═══ Passage to read
Everything around me looked different, too. Maybe things hadn’t changed much, but I felt like I was on an alien planet. My girlfriend had redecorated the house, moving some of the furniture around and repainting the bedroom, and I found it upset me. Life had gone on without me, and that fact was hard to take. People around me kept saying, “What’s wrong with you, Jody? You’ve changed,” and that would make me even more upset, not because they were wrong but because I thought I was the kind of soldier who could just walk it off. But few soldiers can. It takes time after a tour of duty for a soldier to readjust to civilian life, and I wish I’d known that earlier. I was expected to continue life just as I had lived it before my tour, but I couldn’t, not right away. I couldn’t simply step back into a normal routine, as if I hadn’t witnessed anything on mission. I couldn’t just hop in the car and go grocery shopping like everything was fine.

That’s what my girlfriend wanted and needed, and I can’t blame her for that. She just wanted to pick up where we’d left off and carry on with our lives. She was starting to plan for our wedding, and shortly after I got back, she told me that the engagement ring she wanted was on sale for half price as a Valentine’s Day promotion. I wasn’t in the frame of mind to talk wedding stuff at that point and l told her I wasn’t interested in buying the ring just then. Actually, I did want to buy one, but I wanted to choose it and at least surprise her a little bit.
══════
■ Task brief:
In the passage about returning home after a tour of duty, translate this sentence into Spanish: "Life had gone on without me, and that fact was hard to take." The lines after this passage have no connection to it.
═══ Records
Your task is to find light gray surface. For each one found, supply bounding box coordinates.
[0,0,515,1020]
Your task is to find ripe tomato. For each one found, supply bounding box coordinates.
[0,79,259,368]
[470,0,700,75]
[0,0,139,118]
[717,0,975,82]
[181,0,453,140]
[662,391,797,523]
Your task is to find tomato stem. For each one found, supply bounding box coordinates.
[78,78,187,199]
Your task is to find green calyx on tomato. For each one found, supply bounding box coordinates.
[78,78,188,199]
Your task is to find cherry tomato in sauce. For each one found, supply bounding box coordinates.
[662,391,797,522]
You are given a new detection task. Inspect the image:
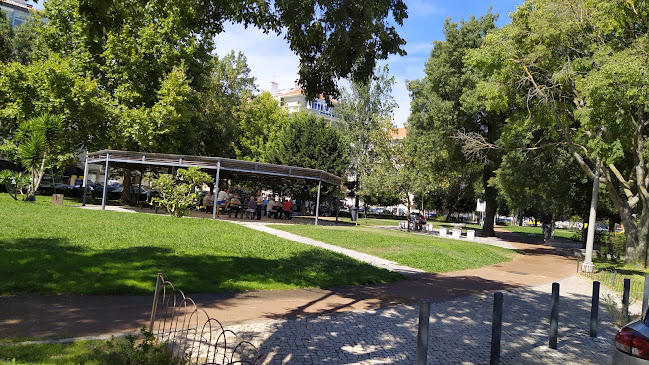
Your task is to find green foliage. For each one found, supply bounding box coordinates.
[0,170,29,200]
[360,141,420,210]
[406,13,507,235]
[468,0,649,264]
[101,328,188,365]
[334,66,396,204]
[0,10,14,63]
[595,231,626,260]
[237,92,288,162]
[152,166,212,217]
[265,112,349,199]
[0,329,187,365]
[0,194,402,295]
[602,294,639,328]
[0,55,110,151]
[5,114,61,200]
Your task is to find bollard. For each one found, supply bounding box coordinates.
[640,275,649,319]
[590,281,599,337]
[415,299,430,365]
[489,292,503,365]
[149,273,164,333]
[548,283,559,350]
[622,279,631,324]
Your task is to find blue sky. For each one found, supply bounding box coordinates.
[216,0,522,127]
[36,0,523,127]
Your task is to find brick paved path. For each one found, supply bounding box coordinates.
══════
═══ Records
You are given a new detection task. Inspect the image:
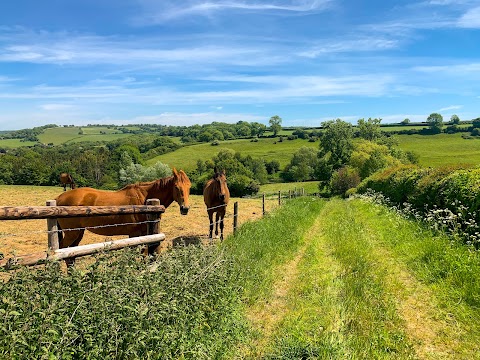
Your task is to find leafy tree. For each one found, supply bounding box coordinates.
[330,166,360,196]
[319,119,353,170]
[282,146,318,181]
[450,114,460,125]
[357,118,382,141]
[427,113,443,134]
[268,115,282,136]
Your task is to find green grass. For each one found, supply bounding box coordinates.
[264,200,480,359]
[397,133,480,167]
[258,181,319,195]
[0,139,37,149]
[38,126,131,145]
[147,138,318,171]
══════
═══ Records
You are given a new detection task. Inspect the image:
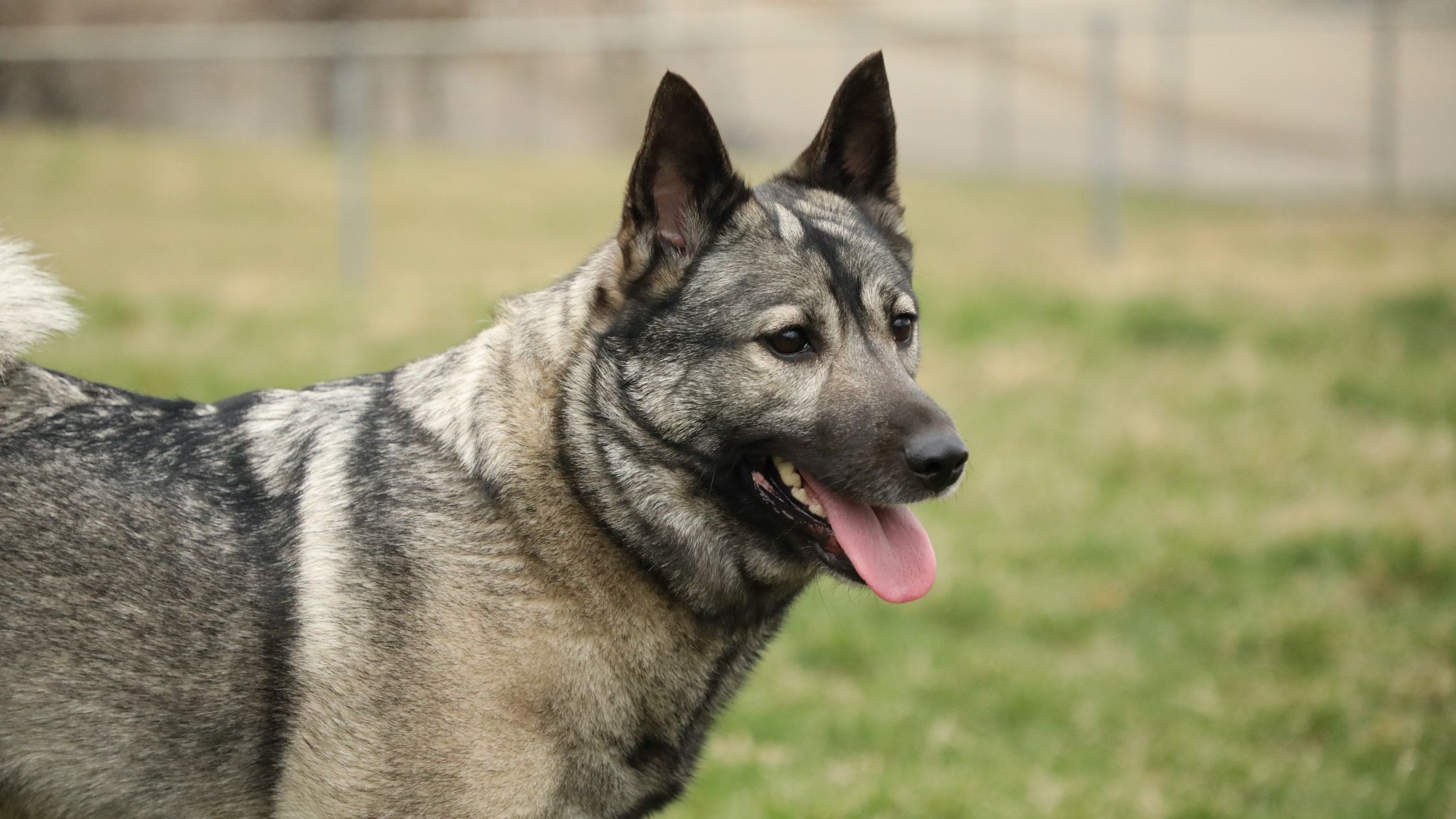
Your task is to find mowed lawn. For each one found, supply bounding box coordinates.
══════
■ Task response:
La vida había seguido sin mí, y ese hecho era difícil de aceptar.